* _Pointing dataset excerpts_
━━━━━━━━━━
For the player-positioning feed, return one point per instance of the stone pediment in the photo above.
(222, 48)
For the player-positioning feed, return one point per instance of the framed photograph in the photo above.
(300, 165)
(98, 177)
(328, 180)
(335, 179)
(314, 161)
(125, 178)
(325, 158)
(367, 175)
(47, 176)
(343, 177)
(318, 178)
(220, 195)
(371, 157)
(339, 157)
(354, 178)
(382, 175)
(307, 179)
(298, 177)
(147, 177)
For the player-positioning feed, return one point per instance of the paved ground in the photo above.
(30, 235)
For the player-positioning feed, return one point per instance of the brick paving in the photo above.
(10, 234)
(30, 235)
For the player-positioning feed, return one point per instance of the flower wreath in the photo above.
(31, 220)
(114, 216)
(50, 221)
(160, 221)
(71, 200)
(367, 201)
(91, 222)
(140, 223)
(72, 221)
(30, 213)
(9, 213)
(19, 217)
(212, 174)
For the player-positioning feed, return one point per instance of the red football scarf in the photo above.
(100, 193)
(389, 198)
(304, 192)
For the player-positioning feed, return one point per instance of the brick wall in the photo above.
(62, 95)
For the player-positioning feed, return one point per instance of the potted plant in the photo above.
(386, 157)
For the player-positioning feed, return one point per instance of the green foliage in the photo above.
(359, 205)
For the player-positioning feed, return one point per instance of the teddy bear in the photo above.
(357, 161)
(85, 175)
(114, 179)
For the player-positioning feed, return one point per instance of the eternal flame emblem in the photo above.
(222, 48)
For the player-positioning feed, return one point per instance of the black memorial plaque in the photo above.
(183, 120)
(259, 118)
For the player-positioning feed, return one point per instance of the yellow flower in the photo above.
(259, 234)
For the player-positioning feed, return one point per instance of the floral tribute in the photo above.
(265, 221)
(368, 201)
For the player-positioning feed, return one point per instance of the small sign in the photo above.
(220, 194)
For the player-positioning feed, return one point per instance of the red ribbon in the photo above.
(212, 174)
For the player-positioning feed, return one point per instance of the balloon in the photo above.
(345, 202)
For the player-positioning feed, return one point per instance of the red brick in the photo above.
━━━━━━━━━━
* _Exercise description_
Rewrite all of the items above, switching "player-positioning feed" to "site-mapping feed" and leaving everything else as it is.

* _The solution_
For the site-mapping feed, return one point per instance of the stone pediment in the photo above.
(222, 48)
For the site-mapping feed, return one point per instance of the framed photograph in the photo above.
(300, 165)
(98, 177)
(328, 180)
(335, 179)
(314, 161)
(125, 178)
(325, 158)
(367, 175)
(47, 176)
(343, 177)
(318, 178)
(220, 195)
(371, 157)
(339, 157)
(354, 178)
(382, 175)
(307, 179)
(298, 177)
(147, 177)
For the site-mapping feed, return one point per instance of the paved ground in the photo above.
(30, 235)
For the site-mapping feed, return one point per instance of the brick paving in the photo above.
(10, 234)
(30, 235)
For the site-mapping feed, return one point per instance of the flower wreath in the photo above.
(31, 220)
(114, 216)
(50, 221)
(160, 221)
(71, 200)
(367, 201)
(91, 222)
(140, 223)
(72, 221)
(30, 213)
(9, 213)
(19, 217)
(212, 174)
For the site-mapping feed, return one point per instance of the red football scarf in the photo above.
(100, 193)
(389, 198)
(304, 192)
For the site-mapping feed, return one point per instance of the brick wall in the photo above.
(62, 95)
For the site-mapping feed, return one point per instance of the potted plant in the photo above.
(386, 157)
For the site-mapping feed, return one point per instance of the green foliage in the photo above.
(359, 205)
For the site-mapping feed, return one point per instance of the teddy bear in the photo above.
(357, 161)
(85, 175)
(114, 179)
For the site-mapping feed, return one point per instance of the eternal flame emblem in the photo above.
(222, 48)
For the site-mapping feed, return one point per instance of the black memorial plaque in the photo above.
(183, 120)
(259, 118)
For the site-mapping feed, return one point per instance of the yellow flower in the photo above.
(259, 234)
For the site-mapping feed, return one point per instance of the floral tribute in the photo above.
(265, 221)
(368, 201)
For the site-mapping feed, return one point per instance of the small sign in the photo above.
(220, 194)
For the site-mapping feed, return one point per instance of the red ribbon in the photo above.
(212, 174)
For the site-mapping feed, return one point per instance of the balloon in the photo above.
(345, 202)
For the site-mapping feed, return one point per instance of the red brick in the photo above.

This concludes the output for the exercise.